Als die Moslems in Abessinien Sicherheit gefunden hatten und ohne Furcht Allah anbeten durften, weil der Nadjaschi ihnen lobenswerten Schutz gewährte, dichtete Abd Allah ibn al-Harith ibn Qays folgende Verse:

Benachrichtige von mir, wandernder Reiter, jeden, der Allah und den Glauben erhofft, jeden Diener des Herrn, der in Mekka der Verführung und der Gewalt ausgesetzt ist: Wir haben gefunden, daß Allahs Land geräumig ist und daß es gegen Erniedrigung, Schmach und Schande Schutz bietet. Verharret nicht in Erniedrigung in diesem Leben, in Beschämung nach dem Tode und in Sünden, bei denen es keine Sicherheit gibt. Wir sind dem Gesandten Allahs gefolgt, sie aber haben das Wort des Propheten verworfen und sind in der Waagschale hoch hinaufgestiegen. Strafe, o Allah, die Übeltäter, lasse sie nicht aufkommen und mir Gewalt antun.

7.2 Der Auslieferungsantrag der Quraischiten

Als die Quraisch erfuhren, daß die Gefährten Muhammads in Abessinien Ruhe und Sicherheit sowie feste Wohnplätze gefunden hatten, beschlossen sie, aus ihrer Mitte zwei tüchtige Männer zum Nadjaschi zu schicken. Sie sollten ihn bewegen, die Moslems wieder aus dem Lande zu treiben. Die Gesandten waren Abd Allah ibn Abi Rabi'a und Amr ibn al-'As ibn Wa'il. Man gab ihnen reichlich Geschenke für den Nadjaschi und die Patrizier mit.

== BEREITGESTELLTES MATERIAL ==
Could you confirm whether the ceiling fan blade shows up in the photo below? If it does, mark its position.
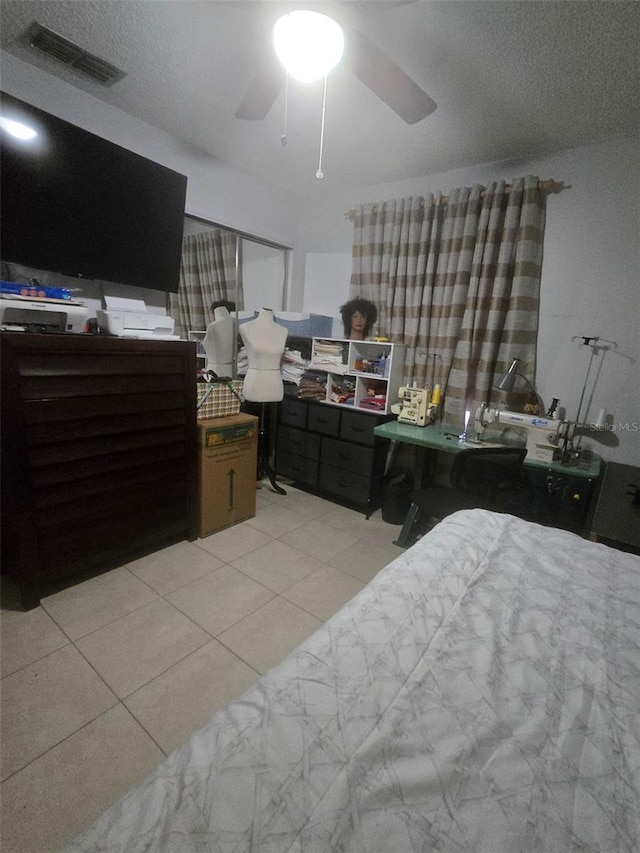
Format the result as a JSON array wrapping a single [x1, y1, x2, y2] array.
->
[[236, 63, 284, 121], [348, 31, 437, 124]]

== ANWEISUNG 1 ==
Gib aus dem Textabschnitt über die Moslems in Abessinien wortgetreu die Stelle von „Als die Moslems“ bis einschließlich „mir Gewalt antun.“ aus.
== ANWEISUNG 2 ==
Schreib den Textabschnitt über die Moslems in Abessinien ab dem letzten angezeigten Satz weiter.

== RICHTIGE ANTWORT 1 ==
Als die Moslems in Abessinien Sicherheit gefunden hatten und ohne Furcht Allah anbeten durften, weil der Nadjaschi ihnen lobenswerten Schutz gewährte, dichtete Abd Allah ibn al-Harith ibn Qays folgende Verse:

Benachrichtige von mir, wandernder Reiter, jeden, der Allah und den Glauben erhofft, jeden Diener des Herrn, der in Mekka der Verführung und der Gewalt ausgesetzt ist: Wir haben gefunden, daß Allahs Land geräumig ist und daß es gegen Erniedrigung, Schmach und Schande Schutz bietet. Verharret nicht in Erniedrigung in diesem Leben, in Beschämung nach dem Tode und in Sünden, bei denen es keine Sicherheit gibt. Wir sind dem Gesandten Allahs gefolgt, sie aber haben das Wort des Propheten verworfen und sind in der Waagschale hoch hinaufgestiegen. Strafe, o Allah, die Übeltäter, lasse sie nicht aufkommen und mir Gewalt antun.

== RICHTIGE ANTWORT 2 ==
Die Auswanderer (Asylanten) erzählten: “Als wir nach Abessinien kamen, gewährte uns der Nadjaschi den besten Schutz. Wir konnten in Sicherheit unserem Glauben anhängen und Allah anbeten. Niemand tat uns etwas zuleide, noch bekamen wir irgendwelche Unannehmlichkeiten. Als die Quraisch dies vernahmen, beschlossen sie, zwei tüchtige Männer zum Nadjaschi zu senden, die die besten Waren Mekkas als Geschenke bei sich hatten. Das Kostbarste darunter war Leder, mit dem man den Herrscher und seine Obersten reichlich beschenken wollte. Abd Allah ibn Abi Rabi'a und Amr ibn al-'As erhielten den Auftrag, zuerst den Patriziern ihre Geschenke zu überreichen und dann erst beim Nadjaschi vorzusprechen und ihm die für ihn bestimmten Gaben zu überreichen. Sie sollten ihn dann ersuchen, ihnen die Moslems ohne vorherige Anhörung auszuliefern.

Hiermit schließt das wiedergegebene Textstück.